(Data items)
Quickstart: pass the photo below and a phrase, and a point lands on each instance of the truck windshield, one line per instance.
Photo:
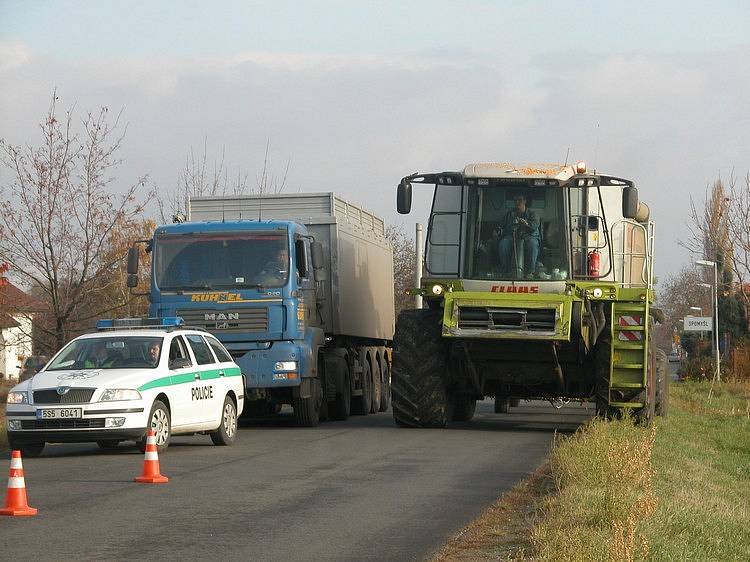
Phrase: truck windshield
(226, 260)
(516, 232)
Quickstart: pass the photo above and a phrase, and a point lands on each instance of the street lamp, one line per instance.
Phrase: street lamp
(715, 343)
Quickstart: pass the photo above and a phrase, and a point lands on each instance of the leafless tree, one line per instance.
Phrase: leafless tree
(58, 213)
(404, 256)
(200, 178)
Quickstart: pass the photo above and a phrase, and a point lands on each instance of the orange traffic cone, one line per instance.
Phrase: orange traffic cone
(15, 501)
(151, 471)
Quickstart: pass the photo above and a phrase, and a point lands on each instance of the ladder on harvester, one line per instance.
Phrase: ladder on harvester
(629, 356)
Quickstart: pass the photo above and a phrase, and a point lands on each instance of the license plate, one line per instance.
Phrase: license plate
(59, 413)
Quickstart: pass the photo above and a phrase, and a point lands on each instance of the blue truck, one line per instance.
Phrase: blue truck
(298, 287)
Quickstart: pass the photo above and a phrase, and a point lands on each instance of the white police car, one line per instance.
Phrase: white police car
(132, 374)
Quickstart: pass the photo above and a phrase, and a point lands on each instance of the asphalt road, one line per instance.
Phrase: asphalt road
(356, 490)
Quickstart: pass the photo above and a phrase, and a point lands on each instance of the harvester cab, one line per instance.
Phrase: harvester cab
(539, 279)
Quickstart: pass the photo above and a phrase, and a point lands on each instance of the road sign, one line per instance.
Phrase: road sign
(698, 323)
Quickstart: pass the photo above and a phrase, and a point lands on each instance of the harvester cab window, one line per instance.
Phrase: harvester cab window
(516, 232)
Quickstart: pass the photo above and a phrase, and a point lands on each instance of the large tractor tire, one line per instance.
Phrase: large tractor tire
(463, 407)
(418, 385)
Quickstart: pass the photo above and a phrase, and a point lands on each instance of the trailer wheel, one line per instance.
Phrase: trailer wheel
(385, 385)
(339, 408)
(307, 410)
(361, 404)
(463, 407)
(662, 384)
(502, 404)
(420, 396)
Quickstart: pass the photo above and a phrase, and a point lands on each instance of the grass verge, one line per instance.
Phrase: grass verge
(679, 490)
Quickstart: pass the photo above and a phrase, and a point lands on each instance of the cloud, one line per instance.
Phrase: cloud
(357, 124)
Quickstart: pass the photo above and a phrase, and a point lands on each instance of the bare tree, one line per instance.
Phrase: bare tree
(200, 178)
(404, 256)
(58, 213)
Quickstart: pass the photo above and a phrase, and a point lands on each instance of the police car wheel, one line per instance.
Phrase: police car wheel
(227, 432)
(161, 423)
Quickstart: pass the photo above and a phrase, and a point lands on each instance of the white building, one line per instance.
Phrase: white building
(15, 329)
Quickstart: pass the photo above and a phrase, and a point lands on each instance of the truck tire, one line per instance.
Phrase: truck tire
(463, 407)
(420, 396)
(340, 408)
(307, 410)
(377, 389)
(385, 385)
(502, 404)
(361, 404)
(662, 384)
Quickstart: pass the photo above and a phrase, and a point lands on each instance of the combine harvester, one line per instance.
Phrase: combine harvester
(538, 285)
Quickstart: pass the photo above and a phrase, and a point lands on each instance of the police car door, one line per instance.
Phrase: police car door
(204, 393)
(182, 372)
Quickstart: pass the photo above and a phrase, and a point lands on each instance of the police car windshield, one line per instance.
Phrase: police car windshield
(113, 352)
(226, 260)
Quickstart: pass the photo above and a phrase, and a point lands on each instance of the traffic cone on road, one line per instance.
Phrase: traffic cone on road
(151, 471)
(15, 501)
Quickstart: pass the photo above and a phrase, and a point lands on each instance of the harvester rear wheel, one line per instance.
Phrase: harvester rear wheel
(419, 394)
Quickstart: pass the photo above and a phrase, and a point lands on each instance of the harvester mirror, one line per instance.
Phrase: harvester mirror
(403, 198)
(317, 254)
(133, 260)
(629, 202)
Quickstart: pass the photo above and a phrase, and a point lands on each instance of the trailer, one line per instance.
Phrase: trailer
(298, 287)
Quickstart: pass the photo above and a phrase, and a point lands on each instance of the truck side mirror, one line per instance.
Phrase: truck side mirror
(403, 198)
(133, 260)
(629, 202)
(299, 254)
(317, 255)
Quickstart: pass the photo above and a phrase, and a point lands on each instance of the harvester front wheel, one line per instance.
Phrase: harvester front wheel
(418, 386)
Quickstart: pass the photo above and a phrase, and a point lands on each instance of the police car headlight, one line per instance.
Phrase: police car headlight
(115, 394)
(18, 398)
(285, 366)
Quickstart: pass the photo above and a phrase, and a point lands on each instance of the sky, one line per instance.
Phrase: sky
(355, 95)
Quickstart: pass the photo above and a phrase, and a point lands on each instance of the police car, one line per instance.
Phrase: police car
(132, 374)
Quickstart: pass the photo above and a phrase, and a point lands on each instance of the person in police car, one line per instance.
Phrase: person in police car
(524, 224)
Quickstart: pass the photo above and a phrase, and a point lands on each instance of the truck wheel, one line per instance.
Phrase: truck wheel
(385, 385)
(502, 404)
(420, 396)
(307, 410)
(361, 404)
(227, 431)
(463, 408)
(339, 408)
(377, 389)
(662, 384)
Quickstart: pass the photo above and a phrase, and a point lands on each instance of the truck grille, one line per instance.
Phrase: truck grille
(510, 319)
(73, 396)
(248, 319)
(94, 423)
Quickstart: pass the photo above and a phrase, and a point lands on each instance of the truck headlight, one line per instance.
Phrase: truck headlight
(18, 397)
(285, 366)
(115, 394)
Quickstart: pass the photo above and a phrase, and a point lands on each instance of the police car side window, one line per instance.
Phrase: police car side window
(200, 350)
(219, 351)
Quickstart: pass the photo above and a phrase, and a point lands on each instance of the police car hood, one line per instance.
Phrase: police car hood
(93, 378)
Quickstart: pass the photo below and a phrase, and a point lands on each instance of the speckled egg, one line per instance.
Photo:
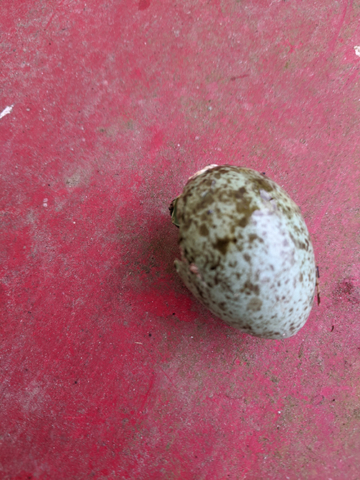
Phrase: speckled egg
(245, 250)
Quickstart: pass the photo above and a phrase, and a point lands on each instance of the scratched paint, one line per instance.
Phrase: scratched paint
(109, 367)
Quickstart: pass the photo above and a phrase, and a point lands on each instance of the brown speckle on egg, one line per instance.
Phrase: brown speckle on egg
(247, 253)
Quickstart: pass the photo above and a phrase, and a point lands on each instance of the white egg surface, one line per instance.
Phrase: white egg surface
(246, 253)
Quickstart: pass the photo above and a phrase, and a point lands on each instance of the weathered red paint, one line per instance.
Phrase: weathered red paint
(109, 368)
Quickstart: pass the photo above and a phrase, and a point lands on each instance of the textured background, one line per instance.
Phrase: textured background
(109, 368)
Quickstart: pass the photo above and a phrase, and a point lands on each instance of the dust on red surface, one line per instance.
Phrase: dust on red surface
(109, 368)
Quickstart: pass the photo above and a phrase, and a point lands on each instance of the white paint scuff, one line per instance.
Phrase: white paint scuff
(7, 110)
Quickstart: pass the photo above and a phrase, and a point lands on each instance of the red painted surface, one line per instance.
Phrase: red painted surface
(109, 368)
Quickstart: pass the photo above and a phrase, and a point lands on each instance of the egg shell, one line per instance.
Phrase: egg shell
(246, 253)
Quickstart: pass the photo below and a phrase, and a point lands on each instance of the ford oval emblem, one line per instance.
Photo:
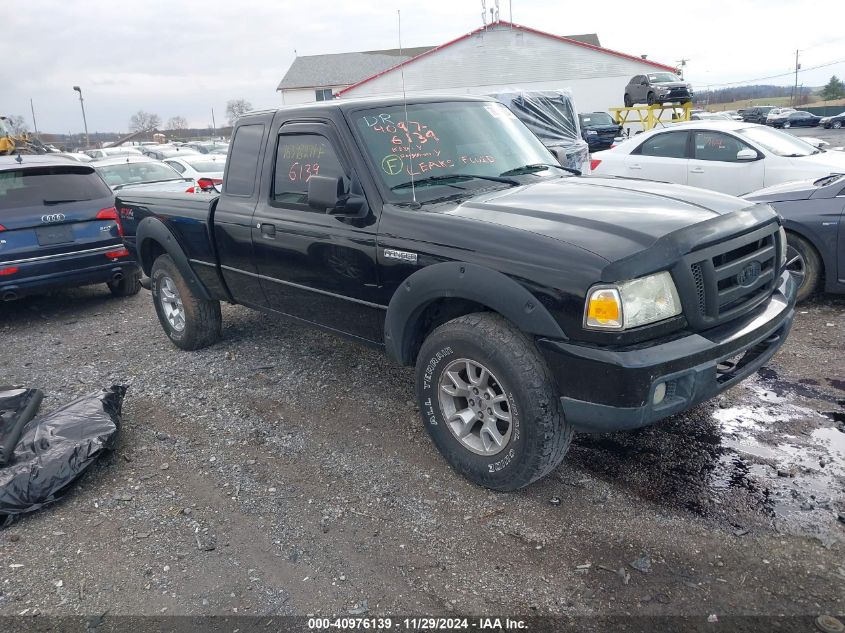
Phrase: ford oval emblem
(749, 274)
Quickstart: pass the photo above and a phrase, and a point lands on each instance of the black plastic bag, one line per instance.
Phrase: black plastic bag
(55, 449)
(17, 407)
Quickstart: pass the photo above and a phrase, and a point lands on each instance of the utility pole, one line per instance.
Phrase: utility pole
(84, 121)
(34, 124)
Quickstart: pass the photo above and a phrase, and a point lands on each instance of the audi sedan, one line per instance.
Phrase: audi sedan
(59, 228)
(726, 156)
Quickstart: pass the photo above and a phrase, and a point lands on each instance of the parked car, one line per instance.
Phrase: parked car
(111, 152)
(813, 212)
(835, 122)
(551, 115)
(663, 87)
(141, 172)
(531, 301)
(776, 113)
(599, 130)
(726, 156)
(794, 119)
(200, 167)
(167, 151)
(756, 114)
(710, 116)
(59, 228)
(206, 147)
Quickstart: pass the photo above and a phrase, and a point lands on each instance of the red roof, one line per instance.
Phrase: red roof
(515, 26)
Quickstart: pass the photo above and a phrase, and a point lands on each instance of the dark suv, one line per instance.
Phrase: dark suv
(663, 87)
(59, 227)
(756, 114)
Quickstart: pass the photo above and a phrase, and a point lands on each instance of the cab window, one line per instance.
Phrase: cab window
(298, 158)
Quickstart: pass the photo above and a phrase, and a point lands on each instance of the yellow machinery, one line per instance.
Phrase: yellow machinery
(7, 141)
(649, 117)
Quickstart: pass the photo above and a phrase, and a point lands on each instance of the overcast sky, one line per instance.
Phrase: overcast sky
(185, 57)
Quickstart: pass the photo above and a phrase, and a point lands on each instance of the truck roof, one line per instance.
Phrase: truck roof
(345, 105)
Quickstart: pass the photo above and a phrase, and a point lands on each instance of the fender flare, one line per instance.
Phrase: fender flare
(154, 229)
(475, 283)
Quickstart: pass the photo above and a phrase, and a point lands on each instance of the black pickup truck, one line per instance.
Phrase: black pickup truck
(533, 301)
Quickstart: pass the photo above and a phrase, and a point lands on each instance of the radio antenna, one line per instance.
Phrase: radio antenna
(405, 103)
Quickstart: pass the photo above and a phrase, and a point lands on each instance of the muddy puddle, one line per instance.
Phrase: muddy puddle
(767, 454)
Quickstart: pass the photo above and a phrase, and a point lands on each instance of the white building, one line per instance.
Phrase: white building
(504, 55)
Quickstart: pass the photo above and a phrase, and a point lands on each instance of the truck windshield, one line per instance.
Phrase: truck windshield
(459, 138)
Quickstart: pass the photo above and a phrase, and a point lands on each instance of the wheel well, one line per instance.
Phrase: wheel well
(812, 244)
(436, 314)
(150, 251)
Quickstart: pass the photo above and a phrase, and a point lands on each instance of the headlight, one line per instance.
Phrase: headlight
(782, 239)
(633, 303)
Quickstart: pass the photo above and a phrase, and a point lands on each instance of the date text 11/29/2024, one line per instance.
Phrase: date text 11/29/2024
(417, 624)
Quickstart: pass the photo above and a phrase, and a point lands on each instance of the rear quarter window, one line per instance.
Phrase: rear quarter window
(43, 186)
(243, 160)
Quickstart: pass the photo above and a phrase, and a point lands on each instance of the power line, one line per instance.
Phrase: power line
(786, 74)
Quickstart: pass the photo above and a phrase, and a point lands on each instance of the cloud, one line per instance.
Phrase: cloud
(185, 58)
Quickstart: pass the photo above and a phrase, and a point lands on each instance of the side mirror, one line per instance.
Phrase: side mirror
(325, 192)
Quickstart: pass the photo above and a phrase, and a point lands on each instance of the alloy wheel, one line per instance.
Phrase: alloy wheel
(171, 304)
(475, 406)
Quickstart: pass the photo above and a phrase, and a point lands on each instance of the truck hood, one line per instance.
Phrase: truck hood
(610, 217)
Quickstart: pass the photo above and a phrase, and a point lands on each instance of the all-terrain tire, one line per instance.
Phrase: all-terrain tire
(810, 265)
(539, 436)
(190, 321)
(126, 287)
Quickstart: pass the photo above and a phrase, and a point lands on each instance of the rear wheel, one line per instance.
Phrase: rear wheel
(805, 264)
(126, 287)
(489, 402)
(190, 321)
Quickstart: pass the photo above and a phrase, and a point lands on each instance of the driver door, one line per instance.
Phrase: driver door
(315, 265)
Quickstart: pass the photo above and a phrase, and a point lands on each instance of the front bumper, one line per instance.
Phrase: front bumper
(616, 389)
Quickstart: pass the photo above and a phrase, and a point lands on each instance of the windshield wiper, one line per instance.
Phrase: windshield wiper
(528, 169)
(444, 177)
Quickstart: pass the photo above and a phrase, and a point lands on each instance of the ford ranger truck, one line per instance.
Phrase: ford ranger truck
(533, 302)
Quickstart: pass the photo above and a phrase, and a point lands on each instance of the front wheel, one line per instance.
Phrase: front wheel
(805, 265)
(489, 402)
(190, 321)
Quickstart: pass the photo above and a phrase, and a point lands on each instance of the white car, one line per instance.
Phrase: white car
(726, 156)
(199, 166)
(111, 152)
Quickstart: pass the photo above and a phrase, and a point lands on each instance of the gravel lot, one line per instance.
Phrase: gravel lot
(286, 471)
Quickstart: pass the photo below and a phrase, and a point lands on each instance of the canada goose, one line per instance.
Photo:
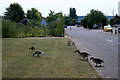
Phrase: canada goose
(97, 61)
(32, 48)
(83, 54)
(73, 43)
(37, 52)
(69, 43)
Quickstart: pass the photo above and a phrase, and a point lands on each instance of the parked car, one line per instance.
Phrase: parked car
(108, 28)
(118, 29)
(65, 26)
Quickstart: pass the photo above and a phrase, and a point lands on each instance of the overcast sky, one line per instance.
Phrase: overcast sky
(82, 6)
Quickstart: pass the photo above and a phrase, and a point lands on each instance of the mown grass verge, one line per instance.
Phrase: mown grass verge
(57, 61)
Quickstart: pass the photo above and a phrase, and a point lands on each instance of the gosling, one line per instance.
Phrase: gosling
(37, 52)
(83, 54)
(69, 43)
(97, 61)
(32, 48)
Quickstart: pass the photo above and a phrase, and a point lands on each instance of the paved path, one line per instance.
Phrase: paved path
(98, 44)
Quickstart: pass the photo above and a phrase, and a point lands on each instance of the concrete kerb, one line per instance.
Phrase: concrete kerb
(89, 62)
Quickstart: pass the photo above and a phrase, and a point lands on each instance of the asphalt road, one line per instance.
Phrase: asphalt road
(99, 44)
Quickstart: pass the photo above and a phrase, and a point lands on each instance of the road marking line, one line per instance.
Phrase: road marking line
(109, 40)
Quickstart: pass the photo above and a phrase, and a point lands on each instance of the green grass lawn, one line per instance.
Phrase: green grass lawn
(57, 61)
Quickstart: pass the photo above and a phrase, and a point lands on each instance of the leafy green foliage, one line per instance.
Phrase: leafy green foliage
(112, 22)
(14, 12)
(68, 20)
(56, 24)
(73, 15)
(95, 17)
(8, 29)
(34, 14)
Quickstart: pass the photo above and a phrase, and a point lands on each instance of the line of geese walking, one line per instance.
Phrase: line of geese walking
(84, 55)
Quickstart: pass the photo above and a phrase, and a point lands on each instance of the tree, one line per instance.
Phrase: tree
(14, 12)
(68, 20)
(84, 23)
(95, 17)
(112, 22)
(73, 15)
(34, 14)
(55, 23)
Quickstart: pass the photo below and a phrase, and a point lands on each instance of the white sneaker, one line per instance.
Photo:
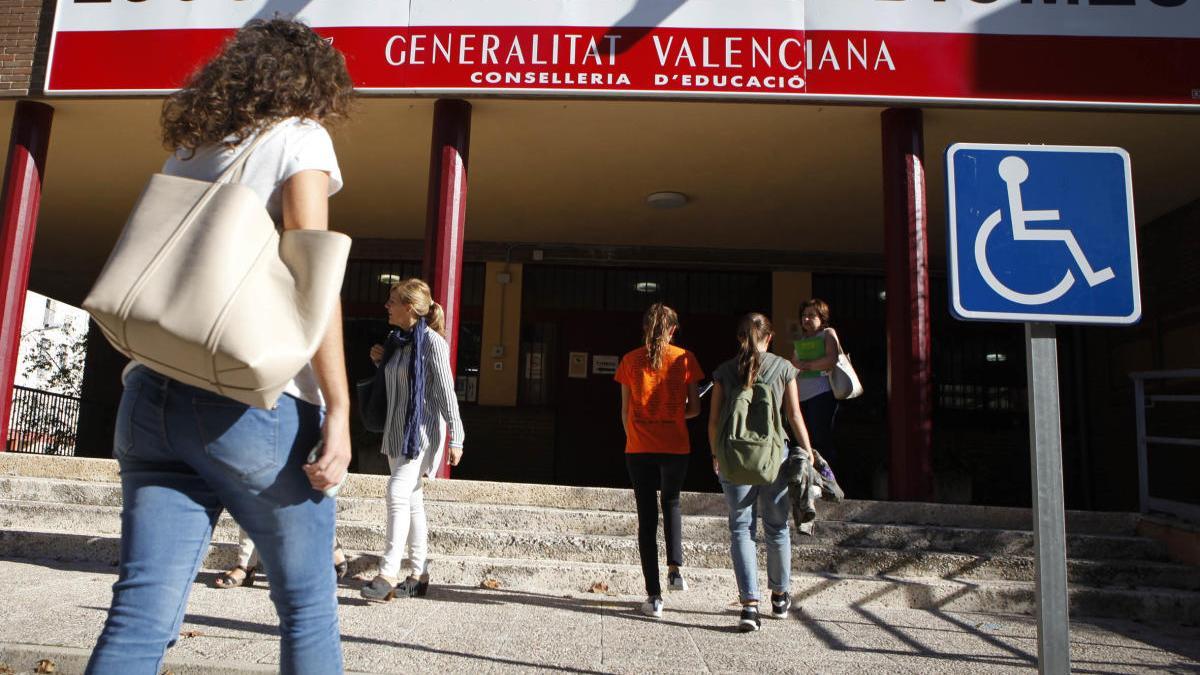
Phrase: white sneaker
(653, 607)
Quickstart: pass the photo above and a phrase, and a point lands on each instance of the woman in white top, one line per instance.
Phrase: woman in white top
(187, 454)
(421, 405)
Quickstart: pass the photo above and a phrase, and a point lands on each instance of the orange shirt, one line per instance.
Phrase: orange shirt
(658, 399)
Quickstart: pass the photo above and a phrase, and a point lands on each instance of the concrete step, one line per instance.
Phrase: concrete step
(718, 586)
(989, 542)
(813, 556)
(79, 481)
(621, 500)
(31, 497)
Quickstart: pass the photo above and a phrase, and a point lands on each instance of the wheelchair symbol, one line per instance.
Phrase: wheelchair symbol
(1014, 172)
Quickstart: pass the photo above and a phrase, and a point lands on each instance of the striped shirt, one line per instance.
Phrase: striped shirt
(441, 404)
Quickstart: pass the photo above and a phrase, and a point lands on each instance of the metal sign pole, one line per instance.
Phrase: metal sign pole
(1049, 515)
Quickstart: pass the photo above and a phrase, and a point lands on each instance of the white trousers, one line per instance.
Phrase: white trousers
(246, 554)
(406, 518)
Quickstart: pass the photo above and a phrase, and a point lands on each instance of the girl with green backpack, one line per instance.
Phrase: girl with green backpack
(753, 393)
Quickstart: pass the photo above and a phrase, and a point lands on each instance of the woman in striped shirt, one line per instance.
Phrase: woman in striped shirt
(421, 405)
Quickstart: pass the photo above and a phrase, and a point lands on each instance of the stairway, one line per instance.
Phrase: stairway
(561, 539)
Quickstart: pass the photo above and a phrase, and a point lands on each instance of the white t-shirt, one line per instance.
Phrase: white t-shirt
(294, 144)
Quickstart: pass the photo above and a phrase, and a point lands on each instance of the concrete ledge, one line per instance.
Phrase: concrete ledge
(1181, 538)
(23, 659)
(622, 500)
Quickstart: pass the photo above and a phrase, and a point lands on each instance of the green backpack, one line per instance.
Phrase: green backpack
(751, 441)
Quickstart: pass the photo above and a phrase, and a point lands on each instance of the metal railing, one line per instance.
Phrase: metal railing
(1175, 396)
(42, 422)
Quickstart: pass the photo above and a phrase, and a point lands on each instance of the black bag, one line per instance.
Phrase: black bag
(372, 394)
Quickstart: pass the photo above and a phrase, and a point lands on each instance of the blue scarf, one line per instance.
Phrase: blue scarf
(414, 412)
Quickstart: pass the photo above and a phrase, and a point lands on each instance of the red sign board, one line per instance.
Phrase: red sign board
(777, 48)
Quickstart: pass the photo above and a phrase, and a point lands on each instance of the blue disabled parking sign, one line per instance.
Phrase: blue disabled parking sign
(1042, 233)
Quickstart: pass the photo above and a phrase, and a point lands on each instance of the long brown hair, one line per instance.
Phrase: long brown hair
(753, 328)
(417, 293)
(658, 322)
(268, 71)
(821, 306)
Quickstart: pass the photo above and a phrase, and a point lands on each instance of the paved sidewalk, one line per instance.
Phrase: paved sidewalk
(55, 610)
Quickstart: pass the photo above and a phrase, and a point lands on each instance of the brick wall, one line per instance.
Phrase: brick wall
(24, 45)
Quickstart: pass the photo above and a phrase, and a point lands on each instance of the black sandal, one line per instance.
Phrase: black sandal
(341, 568)
(227, 579)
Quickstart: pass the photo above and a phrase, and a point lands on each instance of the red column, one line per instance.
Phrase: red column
(445, 216)
(18, 221)
(906, 248)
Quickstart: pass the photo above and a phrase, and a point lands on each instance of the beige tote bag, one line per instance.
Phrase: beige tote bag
(202, 287)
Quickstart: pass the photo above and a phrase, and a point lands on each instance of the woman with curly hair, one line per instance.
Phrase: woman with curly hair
(186, 454)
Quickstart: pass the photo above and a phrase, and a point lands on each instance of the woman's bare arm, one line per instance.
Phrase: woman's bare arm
(306, 207)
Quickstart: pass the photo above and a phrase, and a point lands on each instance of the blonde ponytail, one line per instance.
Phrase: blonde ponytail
(753, 329)
(417, 293)
(658, 322)
(436, 318)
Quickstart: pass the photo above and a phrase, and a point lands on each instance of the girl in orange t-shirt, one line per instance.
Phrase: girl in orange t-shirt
(658, 394)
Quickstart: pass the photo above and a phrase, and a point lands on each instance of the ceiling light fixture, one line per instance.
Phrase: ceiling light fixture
(666, 199)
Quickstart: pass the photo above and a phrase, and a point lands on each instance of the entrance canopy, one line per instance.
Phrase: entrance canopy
(1138, 53)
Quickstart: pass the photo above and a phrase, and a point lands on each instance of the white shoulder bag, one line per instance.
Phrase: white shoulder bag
(843, 378)
(202, 287)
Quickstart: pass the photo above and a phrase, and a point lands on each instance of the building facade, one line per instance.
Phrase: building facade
(520, 156)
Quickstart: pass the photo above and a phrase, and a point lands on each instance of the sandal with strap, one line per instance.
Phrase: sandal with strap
(231, 579)
(342, 567)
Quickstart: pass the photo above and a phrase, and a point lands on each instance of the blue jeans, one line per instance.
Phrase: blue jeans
(773, 508)
(184, 454)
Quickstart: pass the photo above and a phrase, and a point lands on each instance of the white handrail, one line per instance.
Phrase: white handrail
(1149, 502)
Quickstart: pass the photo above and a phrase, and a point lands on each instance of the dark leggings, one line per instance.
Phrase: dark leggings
(649, 473)
(819, 413)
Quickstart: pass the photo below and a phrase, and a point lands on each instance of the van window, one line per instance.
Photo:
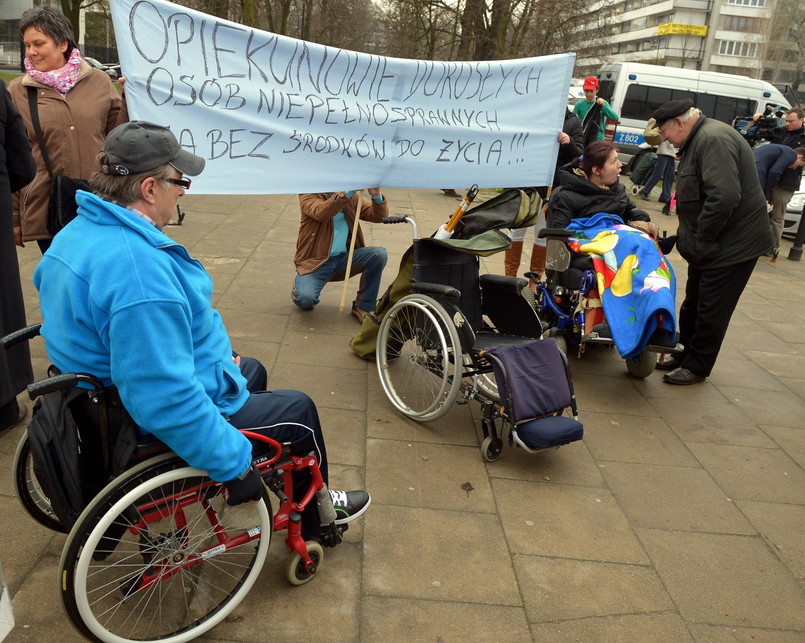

▶ **REQUIRED WORK**: Pick each line holding "below" out of the entries above and return it.

▶ **EXPECTED ANSWER**:
Quickstart: pass the photo below and a phrase, and a point lands on each instance of the truck windshield, one line per instance.
Quickstart: pass the photo below and a phrase, and a point lands on each instance of the speckled egg, one line per instance.
Quickstart: pass the photo below and a phrase, and a point lands on each instance of the ford oval emblem, one line per instance.
Quickstart: pass the photo below and a phrase, and a point lands on each instance of the canada goose, one line per instance.
Quickstart: pass the photo below and a phrase, and a point lands on each instance of the white sneaker, one line per instance.
Quickstart: pass the photo below and a phrase, and a point lands on each instance of the van window, one line per instance.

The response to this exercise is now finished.